(Coordinate annotation records)
^^^^

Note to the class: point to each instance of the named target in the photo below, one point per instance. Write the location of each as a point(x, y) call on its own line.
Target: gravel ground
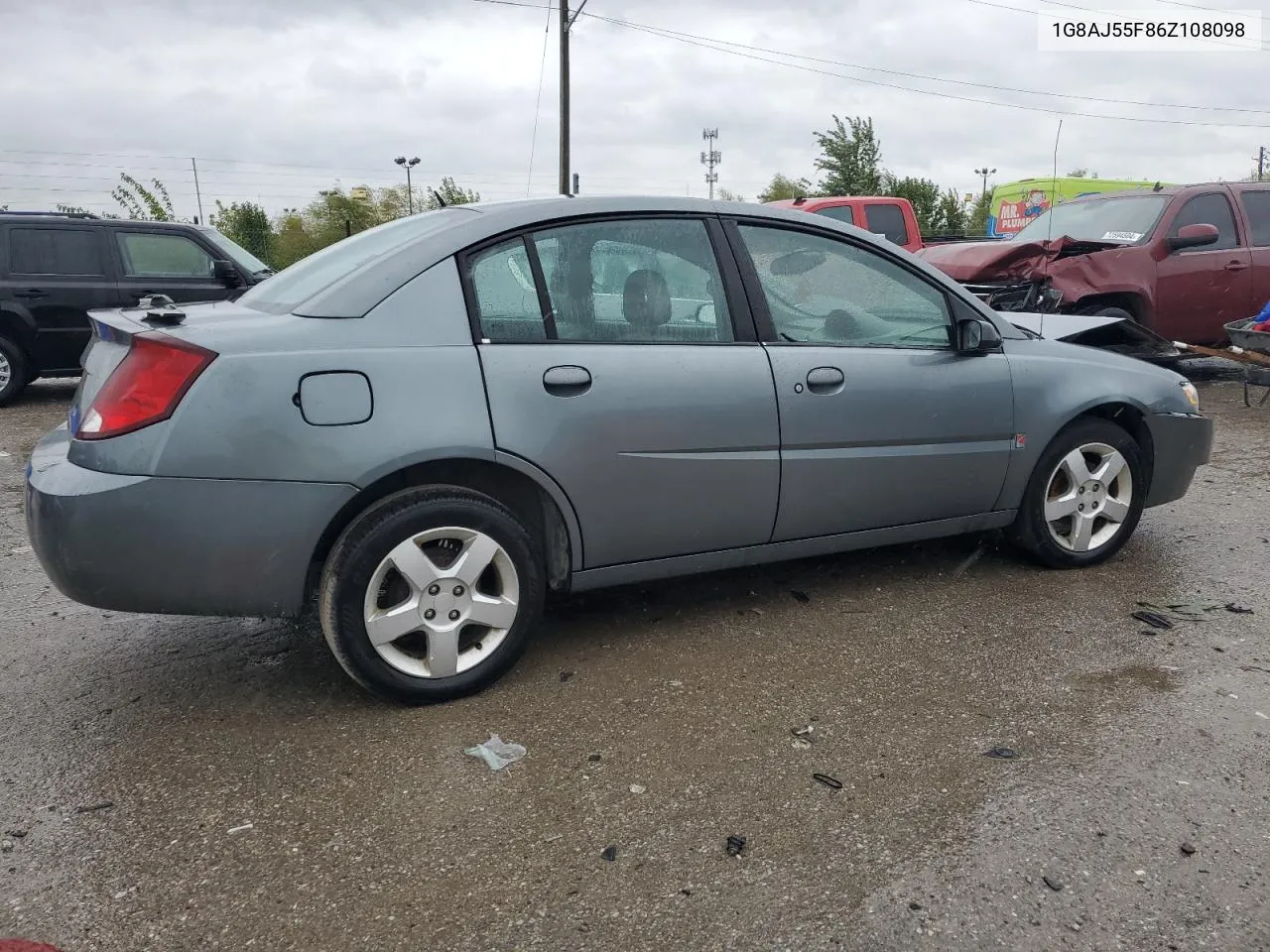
point(257, 800)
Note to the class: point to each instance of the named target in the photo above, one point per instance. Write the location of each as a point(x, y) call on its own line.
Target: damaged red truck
point(1182, 262)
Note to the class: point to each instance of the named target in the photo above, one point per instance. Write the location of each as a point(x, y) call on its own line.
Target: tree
point(449, 194)
point(849, 159)
point(246, 223)
point(144, 203)
point(978, 223)
point(783, 188)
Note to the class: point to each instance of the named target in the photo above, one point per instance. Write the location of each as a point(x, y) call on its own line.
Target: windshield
point(239, 254)
point(1128, 220)
point(293, 286)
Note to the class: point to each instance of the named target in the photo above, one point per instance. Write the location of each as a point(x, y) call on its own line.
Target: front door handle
point(825, 380)
point(567, 381)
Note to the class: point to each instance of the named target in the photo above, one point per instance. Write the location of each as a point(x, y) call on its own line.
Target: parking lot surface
point(199, 783)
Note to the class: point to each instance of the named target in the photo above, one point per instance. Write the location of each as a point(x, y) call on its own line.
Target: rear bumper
point(175, 546)
point(1182, 445)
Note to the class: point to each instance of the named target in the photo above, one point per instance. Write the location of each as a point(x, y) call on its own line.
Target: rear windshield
point(293, 286)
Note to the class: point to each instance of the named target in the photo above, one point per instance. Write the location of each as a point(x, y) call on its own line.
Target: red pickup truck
point(890, 217)
point(1182, 262)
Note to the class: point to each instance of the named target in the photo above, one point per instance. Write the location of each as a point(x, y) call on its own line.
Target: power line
point(717, 45)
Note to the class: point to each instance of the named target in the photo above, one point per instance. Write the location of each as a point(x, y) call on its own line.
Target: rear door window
point(63, 252)
point(1213, 208)
point(1257, 206)
point(842, 212)
point(151, 255)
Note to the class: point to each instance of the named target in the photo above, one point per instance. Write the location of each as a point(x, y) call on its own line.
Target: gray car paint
point(220, 508)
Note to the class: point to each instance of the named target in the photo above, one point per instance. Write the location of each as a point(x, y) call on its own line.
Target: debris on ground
point(497, 753)
point(94, 807)
point(1153, 619)
point(1001, 754)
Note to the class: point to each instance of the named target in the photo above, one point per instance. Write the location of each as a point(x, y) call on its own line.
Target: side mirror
point(1193, 236)
point(976, 336)
point(225, 272)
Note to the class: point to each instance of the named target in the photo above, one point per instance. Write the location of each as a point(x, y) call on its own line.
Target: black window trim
point(102, 257)
point(758, 298)
point(1234, 220)
point(743, 321)
point(118, 234)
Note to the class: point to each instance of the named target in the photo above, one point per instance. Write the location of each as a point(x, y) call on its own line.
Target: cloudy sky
point(278, 98)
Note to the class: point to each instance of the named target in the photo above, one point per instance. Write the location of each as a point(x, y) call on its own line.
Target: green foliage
point(144, 203)
point(246, 223)
point(978, 222)
point(449, 194)
point(849, 159)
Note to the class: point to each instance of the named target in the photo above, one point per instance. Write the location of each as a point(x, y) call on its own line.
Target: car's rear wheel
point(1084, 497)
point(13, 371)
point(431, 594)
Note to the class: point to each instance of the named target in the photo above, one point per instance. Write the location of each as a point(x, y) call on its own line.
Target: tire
point(422, 530)
point(14, 371)
point(1058, 544)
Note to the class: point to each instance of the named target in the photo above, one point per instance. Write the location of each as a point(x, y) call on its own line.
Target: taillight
point(146, 388)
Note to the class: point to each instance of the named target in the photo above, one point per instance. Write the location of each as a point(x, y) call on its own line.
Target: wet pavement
point(258, 800)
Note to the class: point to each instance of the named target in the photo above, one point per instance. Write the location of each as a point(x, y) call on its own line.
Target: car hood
point(1114, 334)
point(1006, 261)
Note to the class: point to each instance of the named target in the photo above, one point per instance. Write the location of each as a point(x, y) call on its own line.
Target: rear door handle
point(825, 380)
point(567, 381)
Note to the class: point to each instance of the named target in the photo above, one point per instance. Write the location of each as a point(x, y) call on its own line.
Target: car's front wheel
point(431, 594)
point(1084, 497)
point(13, 371)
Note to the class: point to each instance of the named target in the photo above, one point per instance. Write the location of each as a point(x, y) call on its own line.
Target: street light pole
point(409, 189)
point(985, 172)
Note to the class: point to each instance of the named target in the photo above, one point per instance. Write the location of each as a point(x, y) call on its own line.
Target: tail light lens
point(146, 388)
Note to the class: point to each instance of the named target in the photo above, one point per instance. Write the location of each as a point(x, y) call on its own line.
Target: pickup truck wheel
point(431, 594)
point(13, 371)
point(1084, 497)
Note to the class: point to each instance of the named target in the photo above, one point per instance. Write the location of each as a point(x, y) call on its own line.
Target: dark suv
point(56, 267)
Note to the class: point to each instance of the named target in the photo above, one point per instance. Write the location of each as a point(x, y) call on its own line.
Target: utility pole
point(409, 189)
point(566, 26)
point(710, 158)
point(985, 172)
point(198, 193)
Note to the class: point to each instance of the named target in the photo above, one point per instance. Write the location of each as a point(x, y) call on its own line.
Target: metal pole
point(198, 193)
point(564, 96)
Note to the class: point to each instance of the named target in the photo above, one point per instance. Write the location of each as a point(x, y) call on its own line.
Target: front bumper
point(175, 546)
point(1182, 444)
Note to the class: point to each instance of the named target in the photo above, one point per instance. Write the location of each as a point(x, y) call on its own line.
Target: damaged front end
point(1061, 289)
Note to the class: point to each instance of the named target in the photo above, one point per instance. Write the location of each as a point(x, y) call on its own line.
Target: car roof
point(368, 284)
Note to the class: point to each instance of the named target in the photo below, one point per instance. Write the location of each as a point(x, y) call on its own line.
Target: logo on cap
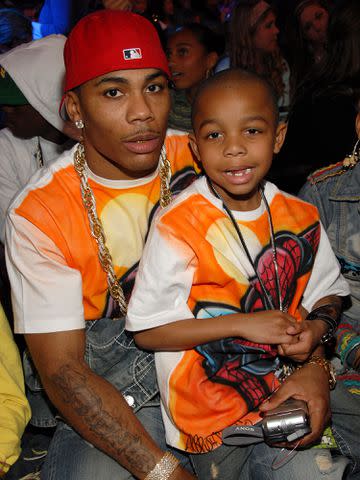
point(132, 53)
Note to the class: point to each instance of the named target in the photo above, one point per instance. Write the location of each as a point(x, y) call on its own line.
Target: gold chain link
point(96, 227)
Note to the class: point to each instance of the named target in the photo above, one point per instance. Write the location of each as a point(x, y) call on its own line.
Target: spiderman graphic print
point(194, 267)
point(242, 364)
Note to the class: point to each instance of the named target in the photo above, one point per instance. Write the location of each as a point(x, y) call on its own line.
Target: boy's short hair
point(229, 74)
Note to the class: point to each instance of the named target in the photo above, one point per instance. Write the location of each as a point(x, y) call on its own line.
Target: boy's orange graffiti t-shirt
point(194, 266)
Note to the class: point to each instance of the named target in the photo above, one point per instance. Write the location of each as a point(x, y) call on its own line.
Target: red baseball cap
point(109, 40)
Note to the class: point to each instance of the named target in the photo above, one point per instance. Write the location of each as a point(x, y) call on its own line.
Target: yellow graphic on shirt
point(223, 383)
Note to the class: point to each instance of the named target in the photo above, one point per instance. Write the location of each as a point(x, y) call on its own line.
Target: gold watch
point(327, 365)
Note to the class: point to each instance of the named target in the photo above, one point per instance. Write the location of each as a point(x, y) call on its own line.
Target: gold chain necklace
point(96, 227)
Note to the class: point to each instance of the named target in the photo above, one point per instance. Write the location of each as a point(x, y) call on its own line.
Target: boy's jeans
point(255, 462)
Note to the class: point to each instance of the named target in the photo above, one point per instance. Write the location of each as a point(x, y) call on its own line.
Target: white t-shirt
point(193, 266)
point(18, 163)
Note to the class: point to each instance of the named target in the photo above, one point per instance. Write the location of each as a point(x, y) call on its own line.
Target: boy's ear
point(357, 125)
point(280, 136)
point(193, 144)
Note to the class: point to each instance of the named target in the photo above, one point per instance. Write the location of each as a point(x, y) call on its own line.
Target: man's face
point(24, 121)
point(125, 116)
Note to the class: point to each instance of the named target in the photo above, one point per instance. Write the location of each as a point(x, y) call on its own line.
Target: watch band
point(321, 313)
point(327, 365)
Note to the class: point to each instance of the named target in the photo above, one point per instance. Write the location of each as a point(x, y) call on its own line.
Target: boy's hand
point(270, 327)
point(307, 340)
point(311, 384)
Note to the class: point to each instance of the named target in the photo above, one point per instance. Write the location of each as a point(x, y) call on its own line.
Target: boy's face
point(125, 116)
point(235, 136)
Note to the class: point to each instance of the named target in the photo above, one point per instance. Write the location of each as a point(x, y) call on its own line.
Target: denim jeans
point(70, 457)
point(345, 408)
point(112, 354)
point(255, 463)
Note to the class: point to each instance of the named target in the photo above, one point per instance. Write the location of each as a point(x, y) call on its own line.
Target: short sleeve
point(46, 292)
point(326, 278)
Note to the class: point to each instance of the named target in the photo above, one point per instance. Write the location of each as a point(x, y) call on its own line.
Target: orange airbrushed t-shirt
point(194, 266)
point(53, 259)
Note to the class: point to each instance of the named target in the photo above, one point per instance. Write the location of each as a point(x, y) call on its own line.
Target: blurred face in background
point(189, 61)
point(168, 7)
point(266, 33)
point(314, 21)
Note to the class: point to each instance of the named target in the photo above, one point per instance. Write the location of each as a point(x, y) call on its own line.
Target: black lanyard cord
point(269, 301)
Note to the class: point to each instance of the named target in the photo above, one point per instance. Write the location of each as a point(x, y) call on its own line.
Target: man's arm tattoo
point(74, 390)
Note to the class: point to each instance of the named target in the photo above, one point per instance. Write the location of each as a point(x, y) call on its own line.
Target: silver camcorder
point(286, 423)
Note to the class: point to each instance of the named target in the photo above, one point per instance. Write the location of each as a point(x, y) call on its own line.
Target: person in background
point(55, 16)
point(193, 51)
point(253, 46)
point(31, 80)
point(335, 191)
point(321, 124)
point(15, 29)
point(306, 37)
point(14, 408)
point(163, 12)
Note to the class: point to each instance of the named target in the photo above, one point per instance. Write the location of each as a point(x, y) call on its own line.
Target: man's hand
point(270, 326)
point(311, 384)
point(307, 340)
point(90, 404)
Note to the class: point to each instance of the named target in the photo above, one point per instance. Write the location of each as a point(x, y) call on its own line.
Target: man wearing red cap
point(77, 232)
point(74, 239)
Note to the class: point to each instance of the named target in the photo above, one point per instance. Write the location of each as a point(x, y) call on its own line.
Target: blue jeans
point(345, 409)
point(112, 354)
point(255, 463)
point(70, 457)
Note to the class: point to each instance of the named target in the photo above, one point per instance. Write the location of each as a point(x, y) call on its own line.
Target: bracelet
point(322, 362)
point(164, 468)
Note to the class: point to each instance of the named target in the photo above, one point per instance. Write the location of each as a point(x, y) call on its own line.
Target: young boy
point(228, 272)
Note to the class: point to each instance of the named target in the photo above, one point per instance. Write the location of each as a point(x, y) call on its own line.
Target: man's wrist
point(164, 468)
point(326, 365)
point(329, 314)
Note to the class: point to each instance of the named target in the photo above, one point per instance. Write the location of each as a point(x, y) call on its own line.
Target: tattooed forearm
point(110, 431)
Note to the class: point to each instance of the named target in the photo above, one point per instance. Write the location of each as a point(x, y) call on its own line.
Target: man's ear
point(280, 136)
point(72, 105)
point(212, 59)
point(357, 125)
point(194, 147)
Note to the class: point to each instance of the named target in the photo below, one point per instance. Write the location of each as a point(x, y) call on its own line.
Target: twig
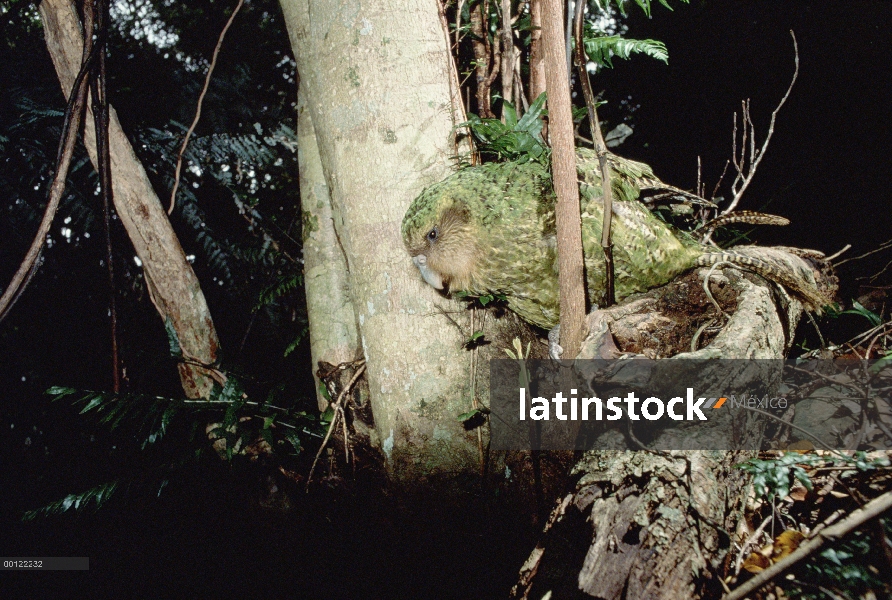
point(743, 180)
point(204, 90)
point(101, 116)
point(845, 248)
point(334, 420)
point(880, 248)
point(458, 108)
point(528, 571)
point(738, 564)
point(873, 509)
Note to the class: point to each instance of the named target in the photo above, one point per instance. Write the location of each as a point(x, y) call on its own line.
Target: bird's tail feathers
point(794, 270)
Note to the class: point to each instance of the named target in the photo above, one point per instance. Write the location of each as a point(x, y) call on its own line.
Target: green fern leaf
point(603, 49)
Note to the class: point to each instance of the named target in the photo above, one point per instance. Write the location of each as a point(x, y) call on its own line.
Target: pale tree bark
point(563, 167)
point(376, 81)
point(334, 332)
point(172, 283)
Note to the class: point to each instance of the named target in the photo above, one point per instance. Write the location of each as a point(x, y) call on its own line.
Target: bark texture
point(334, 332)
point(172, 283)
point(375, 82)
point(566, 187)
point(649, 525)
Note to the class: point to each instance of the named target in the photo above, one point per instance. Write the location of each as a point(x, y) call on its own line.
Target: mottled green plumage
point(491, 230)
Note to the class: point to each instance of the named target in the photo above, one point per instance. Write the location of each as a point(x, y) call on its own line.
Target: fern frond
point(282, 286)
point(98, 495)
point(603, 49)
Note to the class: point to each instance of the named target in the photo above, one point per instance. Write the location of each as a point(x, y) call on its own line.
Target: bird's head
point(440, 233)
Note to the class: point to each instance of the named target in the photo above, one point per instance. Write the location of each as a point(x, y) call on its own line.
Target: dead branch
point(746, 165)
point(872, 509)
point(204, 90)
point(338, 407)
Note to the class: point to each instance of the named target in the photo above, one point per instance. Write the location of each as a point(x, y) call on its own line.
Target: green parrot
point(490, 230)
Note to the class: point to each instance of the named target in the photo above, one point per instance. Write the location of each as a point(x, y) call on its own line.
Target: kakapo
point(490, 230)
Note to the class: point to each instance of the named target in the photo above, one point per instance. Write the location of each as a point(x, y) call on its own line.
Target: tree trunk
point(375, 83)
point(566, 187)
point(172, 284)
point(658, 525)
point(334, 332)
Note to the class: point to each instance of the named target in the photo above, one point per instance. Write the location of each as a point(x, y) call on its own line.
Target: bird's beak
point(432, 277)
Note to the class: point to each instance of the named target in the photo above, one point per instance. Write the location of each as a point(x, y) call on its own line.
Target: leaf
point(858, 309)
point(602, 49)
point(172, 340)
point(294, 441)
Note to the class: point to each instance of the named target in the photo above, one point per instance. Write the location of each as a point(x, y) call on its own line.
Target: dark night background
point(826, 170)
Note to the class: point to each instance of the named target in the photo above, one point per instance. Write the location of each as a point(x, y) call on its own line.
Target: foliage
point(241, 428)
point(774, 477)
point(852, 566)
point(645, 5)
point(603, 49)
point(515, 139)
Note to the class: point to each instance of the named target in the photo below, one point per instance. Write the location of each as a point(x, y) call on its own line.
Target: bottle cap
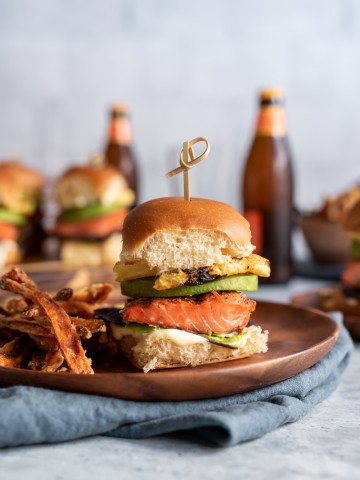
point(119, 109)
point(272, 93)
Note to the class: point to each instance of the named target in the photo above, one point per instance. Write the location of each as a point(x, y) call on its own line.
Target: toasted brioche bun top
point(20, 187)
point(84, 185)
point(170, 232)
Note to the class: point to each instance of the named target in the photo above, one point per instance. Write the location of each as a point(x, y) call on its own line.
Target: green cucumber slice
point(88, 212)
point(355, 249)
point(235, 341)
point(9, 216)
point(143, 287)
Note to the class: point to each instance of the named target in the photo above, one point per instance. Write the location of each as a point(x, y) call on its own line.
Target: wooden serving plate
point(298, 338)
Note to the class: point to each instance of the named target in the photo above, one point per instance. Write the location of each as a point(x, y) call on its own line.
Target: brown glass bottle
point(119, 149)
point(267, 187)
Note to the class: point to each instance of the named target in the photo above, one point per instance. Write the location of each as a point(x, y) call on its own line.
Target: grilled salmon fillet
point(214, 312)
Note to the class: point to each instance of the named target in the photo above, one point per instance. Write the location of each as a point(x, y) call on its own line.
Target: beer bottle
point(119, 149)
point(267, 188)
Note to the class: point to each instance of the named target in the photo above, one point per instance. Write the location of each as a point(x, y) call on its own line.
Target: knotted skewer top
point(186, 164)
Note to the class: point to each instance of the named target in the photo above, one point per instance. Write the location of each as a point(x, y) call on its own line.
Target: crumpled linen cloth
point(30, 415)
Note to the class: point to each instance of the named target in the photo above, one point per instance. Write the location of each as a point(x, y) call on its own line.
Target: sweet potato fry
point(63, 294)
point(25, 326)
point(46, 361)
point(15, 352)
point(16, 281)
point(45, 343)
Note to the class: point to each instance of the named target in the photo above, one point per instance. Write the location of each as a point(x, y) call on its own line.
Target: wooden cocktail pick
point(186, 164)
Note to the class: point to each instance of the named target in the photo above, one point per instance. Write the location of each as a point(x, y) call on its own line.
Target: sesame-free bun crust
point(171, 232)
point(20, 186)
point(83, 185)
point(152, 352)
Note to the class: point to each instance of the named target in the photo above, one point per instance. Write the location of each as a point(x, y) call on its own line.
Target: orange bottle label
point(255, 218)
point(120, 131)
point(271, 122)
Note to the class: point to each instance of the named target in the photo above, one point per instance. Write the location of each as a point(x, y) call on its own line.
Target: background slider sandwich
point(93, 201)
point(183, 265)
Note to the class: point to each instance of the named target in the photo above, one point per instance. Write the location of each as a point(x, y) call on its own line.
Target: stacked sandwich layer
point(93, 202)
point(20, 192)
point(184, 265)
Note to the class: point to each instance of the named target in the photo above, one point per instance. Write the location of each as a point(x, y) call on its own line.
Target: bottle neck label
point(120, 131)
point(271, 122)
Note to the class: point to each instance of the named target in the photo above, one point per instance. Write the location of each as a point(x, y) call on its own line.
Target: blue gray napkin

^^^^

# WHAT TO PRODUCE
Rewrite the stretch from the start of the records through the line containing "point(257, 800)", keeping the requests, and shift every coordinate in the answers by -76. Leave the pictures out of your answer.

# WRITTEN ANSWER
Note to the class: point to each instance of the named target in the photo below, one point per instance. Write the location of each as a point(x, y) call on its own line.
Target: gravel ground
point(181, 724)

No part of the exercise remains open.